Stated problem A:
Could you set down, word for word, everything in the forum thread below on estimating the standard deviation of sample means, from "Preaching aside, you" down to "good properties hold."?

1
$\begingroup$

I have $\bar{x}_i$ for $ 1\leq i\leq m$ as the estimated mean of each of $m$ samples with size $n$ of a random variable $X$. I want to estimate the value of $\sigma_\bar{X}$ with this information. I guess that the correct estimate is:

$$\hat\sigma_\bar{X}=\sqrt{\frac{\sum_{i=1}^m(\bar{x_i}-\bar{\bar{x}_i})^2}{m-1}}.$$

I would like to know if it's correct and if not the method for find the correct estimation.

( I haven't access to the $mn$ original values)

  • 1
    You mention estimating the standard deviation $\sigma_{\bar X}$ but your displayed equation was for an estimate of $\sigma_{\bar X}^2,$ so I edited your typesetting. Please re-edit or leave me a Comment, if this is not now what you intended.2017-02-22

2 Answers 2

1

There is no such thing as a correct estimator, although sometimes there are optimal ones according to certain criteria.

Preaching aside, you can just think of your successive measurements of the sample mean as samples of the random variable $\bar X_n.$ The estimator you wrote down is a very popular estimator of the standard deviation for $m$ samples of a random variable, so it's probably not a bad choice, given that the fairly weak assumptions that make this estimator typically have good properties hold.

If the individual random variables comprising the groups of size $n$ are known to be independent and you have all the data (not just the sample means) you could also just do the sample variance of the whole batch and use the fact that $Var(\bar X) = Var(X)/n.$

1

This is a reasonable way to estimate the standard deviation $\sigma_{\bar X}$ of the $m$ means $\bar X_i$. This method works especially well for normal data. Even if the original observations ($n$ of them used to find each $\bar X_i$) are not exactly normal, then by the Central Limit Theorem, the means may be nearly normal. Generally speaking, the larger $n$ is, the more nearly normal the means.

But there are some exceptions. If the original observations were exponential (e.g., waiting times or reaction times) then the $\bar X_i$ would have a gamma distribution, not a normal distribution. Also, if the original observations were Poisson (e.g., counts of rare events) then the quantities $n\bar X_i$ would also be Poisson. In both of these situations one can find better ways to estimate the variance or standard deviation, based on the means (rather than on the formula you give).

So knowing the nature of the underlying distribution might lead you to better ways of estimating (either estimates aimed more accurately at the right target value or estimates with more precise performance hitting close of the target value with less scatter.)

Also, if you have the $mn$ original values, you could test whether the variance stays the same from one batch (of $n$ observations) to another. Moreover, there might be better ways to estimate the underlying variability by using all $mn$ values in a slightly different way.

Therefore, finally, (1) if you have reason to believe that the $mn$ original values might not be (at least close to) normally distributed (especially with very small $n$) or (2) if you still have access to these original values, you should describe the circumstances more precisely, and maybe one of us can recommend a better way to estimate $\sigma.$

Data to process:
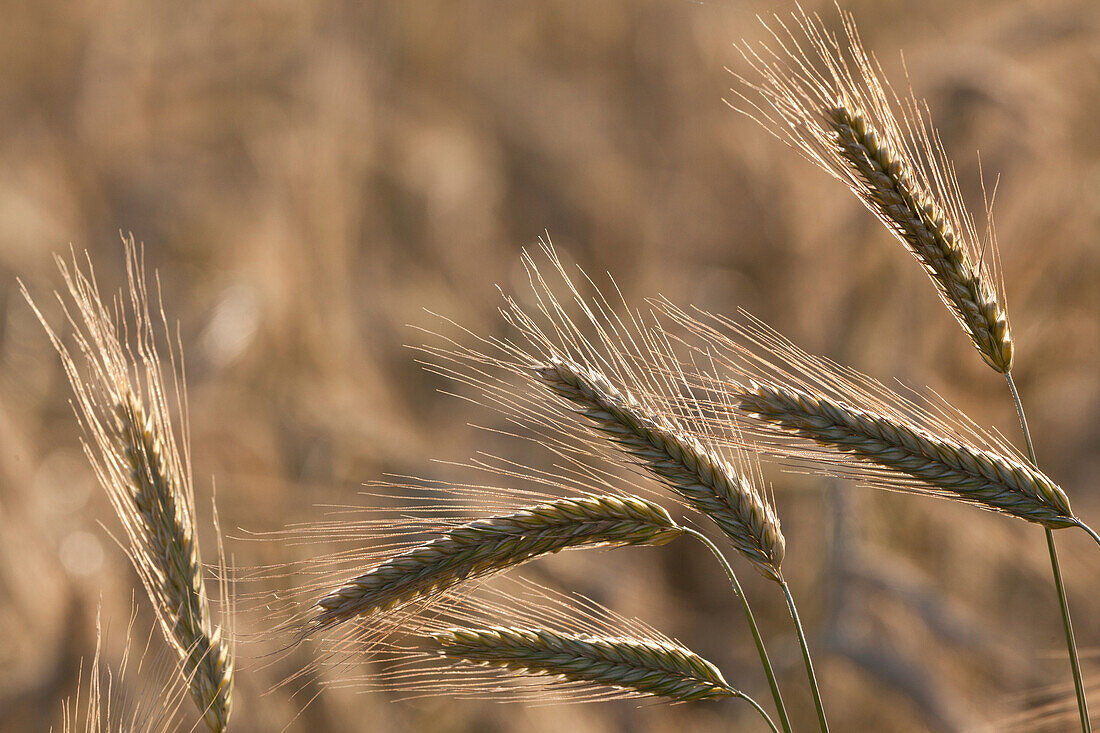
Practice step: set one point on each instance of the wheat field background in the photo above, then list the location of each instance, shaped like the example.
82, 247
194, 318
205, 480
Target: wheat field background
309, 178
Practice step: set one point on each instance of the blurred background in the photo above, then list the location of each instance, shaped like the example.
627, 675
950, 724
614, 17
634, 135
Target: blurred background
308, 178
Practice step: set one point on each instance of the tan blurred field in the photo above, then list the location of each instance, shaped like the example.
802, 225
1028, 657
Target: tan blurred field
309, 178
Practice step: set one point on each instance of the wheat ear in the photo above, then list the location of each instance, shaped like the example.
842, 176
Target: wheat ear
697, 474
496, 544
122, 401
824, 97
968, 473
645, 666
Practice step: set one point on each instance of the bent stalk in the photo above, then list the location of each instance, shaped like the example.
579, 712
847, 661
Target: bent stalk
1082, 706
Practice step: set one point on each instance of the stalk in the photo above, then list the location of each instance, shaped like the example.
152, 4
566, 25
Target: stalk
805, 656
769, 673
1082, 706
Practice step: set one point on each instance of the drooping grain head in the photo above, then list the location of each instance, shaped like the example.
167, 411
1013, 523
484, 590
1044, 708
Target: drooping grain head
702, 477
124, 405
817, 415
943, 465
494, 545
823, 96
652, 668
921, 223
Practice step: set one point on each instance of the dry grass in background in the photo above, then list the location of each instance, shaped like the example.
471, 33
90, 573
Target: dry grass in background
308, 179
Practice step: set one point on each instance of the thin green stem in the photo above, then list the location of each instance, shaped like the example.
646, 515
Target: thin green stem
756, 632
760, 710
1089, 529
805, 656
1082, 706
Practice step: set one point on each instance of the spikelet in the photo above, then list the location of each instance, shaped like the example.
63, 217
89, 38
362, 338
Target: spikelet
514, 639
606, 363
494, 545
657, 668
122, 400
970, 474
857, 427
701, 477
823, 97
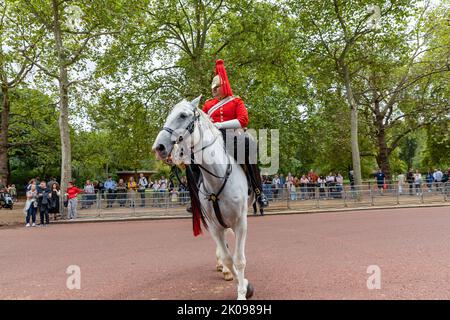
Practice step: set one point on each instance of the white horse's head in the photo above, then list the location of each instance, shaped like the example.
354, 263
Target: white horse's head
179, 125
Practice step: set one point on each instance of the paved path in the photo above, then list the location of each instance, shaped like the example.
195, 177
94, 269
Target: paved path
305, 256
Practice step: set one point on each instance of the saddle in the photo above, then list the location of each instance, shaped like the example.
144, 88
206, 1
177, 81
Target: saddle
243, 147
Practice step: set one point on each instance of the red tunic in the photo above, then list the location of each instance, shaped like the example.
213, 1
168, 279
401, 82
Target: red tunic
73, 192
232, 110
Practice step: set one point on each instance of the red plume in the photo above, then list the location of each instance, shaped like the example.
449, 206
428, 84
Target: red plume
220, 70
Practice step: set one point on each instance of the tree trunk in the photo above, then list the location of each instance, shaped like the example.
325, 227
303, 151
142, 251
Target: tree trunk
4, 160
356, 159
383, 150
66, 153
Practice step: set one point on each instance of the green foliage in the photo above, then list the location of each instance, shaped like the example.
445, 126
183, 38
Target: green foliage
154, 53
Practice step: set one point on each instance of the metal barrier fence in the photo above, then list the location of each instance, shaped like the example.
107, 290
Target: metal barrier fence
303, 198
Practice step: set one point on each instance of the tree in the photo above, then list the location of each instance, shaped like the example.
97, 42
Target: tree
72, 30
13, 70
400, 82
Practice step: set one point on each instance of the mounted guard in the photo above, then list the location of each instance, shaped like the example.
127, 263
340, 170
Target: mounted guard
230, 116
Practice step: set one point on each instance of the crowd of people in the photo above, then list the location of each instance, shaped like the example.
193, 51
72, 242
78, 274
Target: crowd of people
415, 182
304, 186
44, 197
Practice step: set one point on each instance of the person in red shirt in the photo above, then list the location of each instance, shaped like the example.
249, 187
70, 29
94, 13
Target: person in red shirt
228, 113
72, 193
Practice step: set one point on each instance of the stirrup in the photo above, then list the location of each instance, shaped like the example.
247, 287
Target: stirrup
262, 200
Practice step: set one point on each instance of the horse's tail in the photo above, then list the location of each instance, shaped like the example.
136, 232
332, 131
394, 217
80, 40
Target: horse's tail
197, 210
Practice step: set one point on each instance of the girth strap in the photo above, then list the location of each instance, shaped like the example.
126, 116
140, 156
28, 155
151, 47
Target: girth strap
215, 197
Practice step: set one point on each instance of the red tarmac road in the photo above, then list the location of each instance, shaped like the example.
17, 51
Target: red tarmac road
304, 256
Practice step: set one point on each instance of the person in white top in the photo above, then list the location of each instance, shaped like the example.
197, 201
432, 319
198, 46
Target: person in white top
401, 182
437, 176
418, 182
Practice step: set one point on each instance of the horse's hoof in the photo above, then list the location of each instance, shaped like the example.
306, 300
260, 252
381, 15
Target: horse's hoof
250, 291
228, 276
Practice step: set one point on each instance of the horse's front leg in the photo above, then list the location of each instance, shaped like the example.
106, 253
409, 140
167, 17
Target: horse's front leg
220, 267
219, 264
245, 290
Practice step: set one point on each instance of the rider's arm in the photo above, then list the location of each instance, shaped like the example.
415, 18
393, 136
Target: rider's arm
241, 113
230, 124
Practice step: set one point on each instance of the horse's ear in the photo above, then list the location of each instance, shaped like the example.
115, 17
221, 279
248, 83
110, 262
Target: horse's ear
196, 101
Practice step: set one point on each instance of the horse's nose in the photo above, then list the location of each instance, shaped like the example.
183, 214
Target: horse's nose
160, 147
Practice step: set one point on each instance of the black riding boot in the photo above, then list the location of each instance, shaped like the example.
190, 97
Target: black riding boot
255, 178
196, 174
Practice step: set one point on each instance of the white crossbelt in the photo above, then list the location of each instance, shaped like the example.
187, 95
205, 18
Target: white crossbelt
220, 104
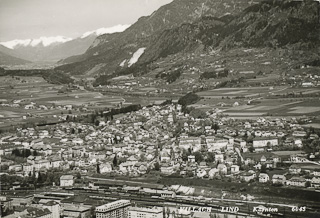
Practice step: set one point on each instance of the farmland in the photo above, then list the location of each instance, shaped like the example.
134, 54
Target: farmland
253, 102
33, 100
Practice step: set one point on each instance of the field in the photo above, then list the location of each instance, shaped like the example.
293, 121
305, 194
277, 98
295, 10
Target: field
17, 92
253, 102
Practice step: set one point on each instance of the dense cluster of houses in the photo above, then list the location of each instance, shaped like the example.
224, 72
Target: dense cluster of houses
166, 139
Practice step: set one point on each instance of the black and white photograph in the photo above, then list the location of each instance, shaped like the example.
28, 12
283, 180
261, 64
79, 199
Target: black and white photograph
159, 108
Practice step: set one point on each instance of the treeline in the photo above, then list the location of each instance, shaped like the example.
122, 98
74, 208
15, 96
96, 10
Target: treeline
135, 70
50, 75
188, 99
215, 74
97, 115
170, 77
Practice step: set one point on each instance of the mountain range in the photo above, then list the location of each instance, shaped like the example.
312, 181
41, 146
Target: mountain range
192, 25
52, 49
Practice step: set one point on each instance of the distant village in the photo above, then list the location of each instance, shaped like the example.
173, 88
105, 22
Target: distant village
165, 141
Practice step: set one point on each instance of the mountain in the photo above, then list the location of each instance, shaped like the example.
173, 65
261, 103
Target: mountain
7, 59
53, 49
268, 24
111, 50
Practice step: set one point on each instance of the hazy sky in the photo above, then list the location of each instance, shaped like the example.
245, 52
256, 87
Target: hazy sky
23, 19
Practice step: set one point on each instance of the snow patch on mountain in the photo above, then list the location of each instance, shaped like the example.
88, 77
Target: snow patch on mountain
135, 57
101, 31
45, 41
122, 63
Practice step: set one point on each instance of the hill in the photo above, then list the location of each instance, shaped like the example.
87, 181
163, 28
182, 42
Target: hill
110, 51
7, 59
287, 25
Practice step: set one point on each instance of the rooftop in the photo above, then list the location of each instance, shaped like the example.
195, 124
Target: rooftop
146, 210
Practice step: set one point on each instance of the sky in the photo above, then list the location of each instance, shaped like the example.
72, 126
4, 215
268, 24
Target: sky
31, 19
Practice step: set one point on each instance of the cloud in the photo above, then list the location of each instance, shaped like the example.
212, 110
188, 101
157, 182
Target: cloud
101, 31
45, 41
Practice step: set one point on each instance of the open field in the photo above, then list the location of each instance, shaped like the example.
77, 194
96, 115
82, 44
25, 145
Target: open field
18, 92
253, 102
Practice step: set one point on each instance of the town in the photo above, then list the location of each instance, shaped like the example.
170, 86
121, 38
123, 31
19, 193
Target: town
159, 152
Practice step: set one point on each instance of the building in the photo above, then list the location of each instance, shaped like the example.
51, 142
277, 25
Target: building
278, 179
137, 212
78, 211
32, 212
116, 209
263, 177
66, 180
54, 207
296, 181
264, 142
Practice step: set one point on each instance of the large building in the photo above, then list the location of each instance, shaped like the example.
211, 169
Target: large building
137, 212
116, 209
66, 180
264, 142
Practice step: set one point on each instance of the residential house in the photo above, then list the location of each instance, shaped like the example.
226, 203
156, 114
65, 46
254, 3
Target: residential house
222, 168
66, 180
294, 169
105, 168
167, 169
278, 179
263, 178
315, 182
77, 211
235, 169
296, 181
247, 176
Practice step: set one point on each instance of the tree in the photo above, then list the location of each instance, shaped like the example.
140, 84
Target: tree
98, 168
210, 157
263, 168
157, 166
115, 161
198, 156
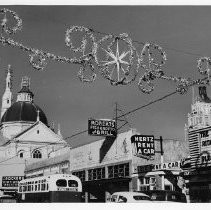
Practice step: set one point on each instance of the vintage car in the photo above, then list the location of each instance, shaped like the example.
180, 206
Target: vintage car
129, 197
166, 196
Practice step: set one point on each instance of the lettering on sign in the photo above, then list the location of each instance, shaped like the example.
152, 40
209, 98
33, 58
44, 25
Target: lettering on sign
171, 165
102, 128
143, 145
145, 168
11, 181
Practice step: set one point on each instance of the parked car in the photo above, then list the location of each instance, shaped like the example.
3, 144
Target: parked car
7, 199
129, 197
166, 196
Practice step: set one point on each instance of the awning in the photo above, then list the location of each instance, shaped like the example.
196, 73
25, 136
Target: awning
163, 172
153, 173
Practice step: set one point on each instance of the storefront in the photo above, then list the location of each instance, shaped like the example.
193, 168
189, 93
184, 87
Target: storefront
163, 176
114, 164
200, 171
12, 171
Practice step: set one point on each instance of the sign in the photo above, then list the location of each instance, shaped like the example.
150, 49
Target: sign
102, 128
11, 181
204, 158
145, 168
167, 166
143, 145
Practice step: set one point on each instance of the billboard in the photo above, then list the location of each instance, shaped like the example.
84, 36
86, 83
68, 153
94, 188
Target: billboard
102, 128
143, 145
11, 181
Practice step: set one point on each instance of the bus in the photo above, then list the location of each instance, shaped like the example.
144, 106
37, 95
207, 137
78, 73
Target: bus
7, 199
51, 188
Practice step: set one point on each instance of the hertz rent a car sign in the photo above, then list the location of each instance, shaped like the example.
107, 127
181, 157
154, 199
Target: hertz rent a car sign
143, 145
102, 128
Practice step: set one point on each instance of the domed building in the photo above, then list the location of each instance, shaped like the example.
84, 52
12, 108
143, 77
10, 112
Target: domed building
25, 135
21, 114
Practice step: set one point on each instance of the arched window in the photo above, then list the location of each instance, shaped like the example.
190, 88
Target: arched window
20, 154
36, 154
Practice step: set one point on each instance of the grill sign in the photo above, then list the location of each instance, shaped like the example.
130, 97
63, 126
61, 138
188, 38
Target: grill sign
143, 145
11, 181
102, 128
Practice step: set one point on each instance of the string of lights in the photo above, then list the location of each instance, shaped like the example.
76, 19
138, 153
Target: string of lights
120, 68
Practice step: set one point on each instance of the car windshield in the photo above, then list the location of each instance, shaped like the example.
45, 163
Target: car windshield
158, 197
140, 197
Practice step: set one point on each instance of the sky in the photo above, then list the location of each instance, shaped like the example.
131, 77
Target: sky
182, 31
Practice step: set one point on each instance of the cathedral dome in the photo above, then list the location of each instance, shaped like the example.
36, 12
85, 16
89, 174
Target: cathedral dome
24, 111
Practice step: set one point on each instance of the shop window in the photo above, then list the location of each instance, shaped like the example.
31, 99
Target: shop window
61, 183
72, 183
144, 183
167, 187
20, 154
122, 199
116, 171
37, 154
80, 175
96, 174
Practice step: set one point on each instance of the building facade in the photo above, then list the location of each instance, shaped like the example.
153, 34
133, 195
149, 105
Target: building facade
111, 164
199, 137
25, 135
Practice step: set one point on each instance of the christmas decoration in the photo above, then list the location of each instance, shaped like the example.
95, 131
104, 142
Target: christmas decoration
115, 56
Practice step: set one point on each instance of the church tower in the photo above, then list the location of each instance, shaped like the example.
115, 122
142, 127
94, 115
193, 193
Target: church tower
7, 96
200, 115
25, 94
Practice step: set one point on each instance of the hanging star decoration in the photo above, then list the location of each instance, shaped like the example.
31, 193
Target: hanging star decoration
115, 56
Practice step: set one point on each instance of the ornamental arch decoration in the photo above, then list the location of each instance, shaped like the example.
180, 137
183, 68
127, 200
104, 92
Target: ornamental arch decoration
114, 56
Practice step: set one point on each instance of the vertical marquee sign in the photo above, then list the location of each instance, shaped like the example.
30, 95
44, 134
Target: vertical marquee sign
205, 148
143, 145
102, 128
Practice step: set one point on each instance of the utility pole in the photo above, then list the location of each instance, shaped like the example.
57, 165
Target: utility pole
161, 161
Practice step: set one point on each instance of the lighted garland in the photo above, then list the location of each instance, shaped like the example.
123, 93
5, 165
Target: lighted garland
146, 59
82, 47
145, 84
40, 63
114, 60
82, 77
4, 26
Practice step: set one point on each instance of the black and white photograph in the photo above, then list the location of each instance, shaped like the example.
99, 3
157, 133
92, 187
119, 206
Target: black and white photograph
105, 103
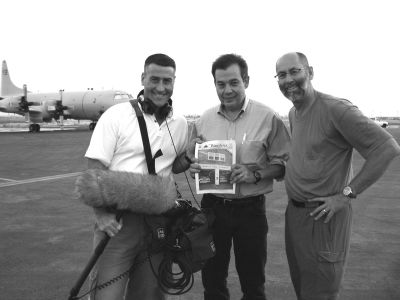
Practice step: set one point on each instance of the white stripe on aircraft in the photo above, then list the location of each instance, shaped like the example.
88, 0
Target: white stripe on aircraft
32, 180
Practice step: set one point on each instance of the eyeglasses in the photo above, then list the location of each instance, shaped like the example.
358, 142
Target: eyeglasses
292, 72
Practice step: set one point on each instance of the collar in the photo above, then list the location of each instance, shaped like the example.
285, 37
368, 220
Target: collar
242, 110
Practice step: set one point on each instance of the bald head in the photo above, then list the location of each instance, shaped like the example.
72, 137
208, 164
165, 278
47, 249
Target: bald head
295, 57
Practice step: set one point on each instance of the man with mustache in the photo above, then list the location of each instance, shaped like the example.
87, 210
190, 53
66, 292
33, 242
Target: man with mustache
262, 141
319, 178
116, 145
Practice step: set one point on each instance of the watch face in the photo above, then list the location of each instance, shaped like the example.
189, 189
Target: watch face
347, 191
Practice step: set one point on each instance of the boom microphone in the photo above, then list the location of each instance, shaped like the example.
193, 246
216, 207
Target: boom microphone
139, 193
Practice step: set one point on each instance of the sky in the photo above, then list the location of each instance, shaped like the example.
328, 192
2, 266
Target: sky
353, 46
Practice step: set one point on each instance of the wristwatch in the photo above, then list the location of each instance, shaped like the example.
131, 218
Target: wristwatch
188, 159
348, 192
257, 175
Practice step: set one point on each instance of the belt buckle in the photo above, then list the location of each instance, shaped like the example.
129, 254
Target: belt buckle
226, 201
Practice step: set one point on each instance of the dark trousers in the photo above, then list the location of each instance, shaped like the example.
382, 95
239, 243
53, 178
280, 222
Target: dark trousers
245, 224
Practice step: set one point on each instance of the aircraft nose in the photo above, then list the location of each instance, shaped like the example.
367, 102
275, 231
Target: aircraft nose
3, 105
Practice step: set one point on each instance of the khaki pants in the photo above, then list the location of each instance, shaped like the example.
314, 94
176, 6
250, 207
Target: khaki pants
316, 251
128, 247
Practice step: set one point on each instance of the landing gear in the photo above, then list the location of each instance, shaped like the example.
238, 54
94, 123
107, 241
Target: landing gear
34, 128
92, 126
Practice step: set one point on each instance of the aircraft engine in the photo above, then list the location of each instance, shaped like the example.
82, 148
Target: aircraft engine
23, 102
59, 110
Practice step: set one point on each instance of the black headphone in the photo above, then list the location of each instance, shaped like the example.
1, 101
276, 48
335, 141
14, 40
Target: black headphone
148, 107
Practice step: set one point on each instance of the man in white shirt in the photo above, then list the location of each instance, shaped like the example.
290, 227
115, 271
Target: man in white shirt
116, 145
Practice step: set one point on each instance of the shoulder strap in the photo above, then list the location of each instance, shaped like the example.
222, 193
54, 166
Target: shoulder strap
145, 138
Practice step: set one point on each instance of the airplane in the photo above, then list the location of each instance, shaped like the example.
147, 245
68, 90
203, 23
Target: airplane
43, 107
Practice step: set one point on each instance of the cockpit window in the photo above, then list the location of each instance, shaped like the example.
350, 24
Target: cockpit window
121, 96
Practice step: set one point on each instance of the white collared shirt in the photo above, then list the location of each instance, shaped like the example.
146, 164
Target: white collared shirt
117, 143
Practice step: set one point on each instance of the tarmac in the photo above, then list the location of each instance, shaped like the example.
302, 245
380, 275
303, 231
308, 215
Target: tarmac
46, 234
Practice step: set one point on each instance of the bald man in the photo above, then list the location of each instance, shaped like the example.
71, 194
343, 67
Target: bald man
319, 179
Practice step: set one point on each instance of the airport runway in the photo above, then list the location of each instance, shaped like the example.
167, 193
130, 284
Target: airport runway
46, 234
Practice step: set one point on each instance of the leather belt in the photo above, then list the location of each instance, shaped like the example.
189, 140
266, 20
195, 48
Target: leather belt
306, 204
238, 201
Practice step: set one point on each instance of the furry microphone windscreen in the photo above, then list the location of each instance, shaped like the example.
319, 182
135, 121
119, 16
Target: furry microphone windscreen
140, 193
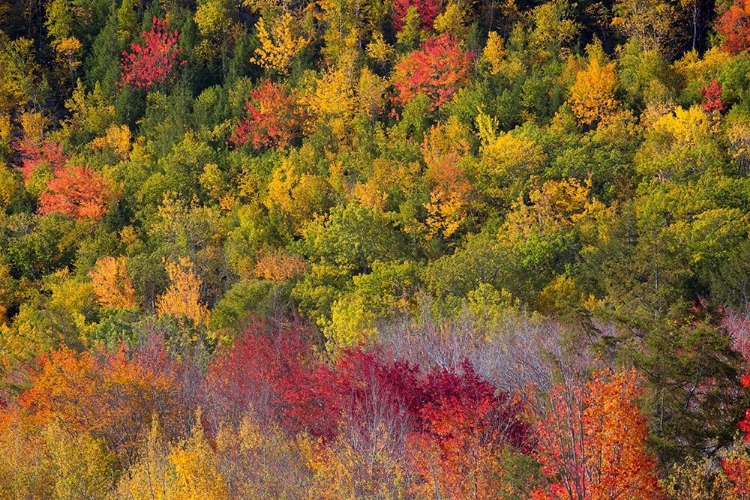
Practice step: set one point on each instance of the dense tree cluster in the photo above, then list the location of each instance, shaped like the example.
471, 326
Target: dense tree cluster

Stated problem B:
Which lines of the records above contain the word "girth"? Select each of them and copy it in full.

Task answer A:
Preaching aside, you can just think of your successive measurements of the sample mean as samples of the random variable $\bar X_n.$ The estimator you wrote down is a very popular estimator of the standard deviation for $m$ samples of a random variable, so it's probably not a bad choice, given that the fairly weak assumptions that make this estimator typically have good properties hold.

Task answer B:
Practice step: set one point on each instance of the girth strap in the photo above, then list the location of each instance, shaped like the example.
Target: girth strap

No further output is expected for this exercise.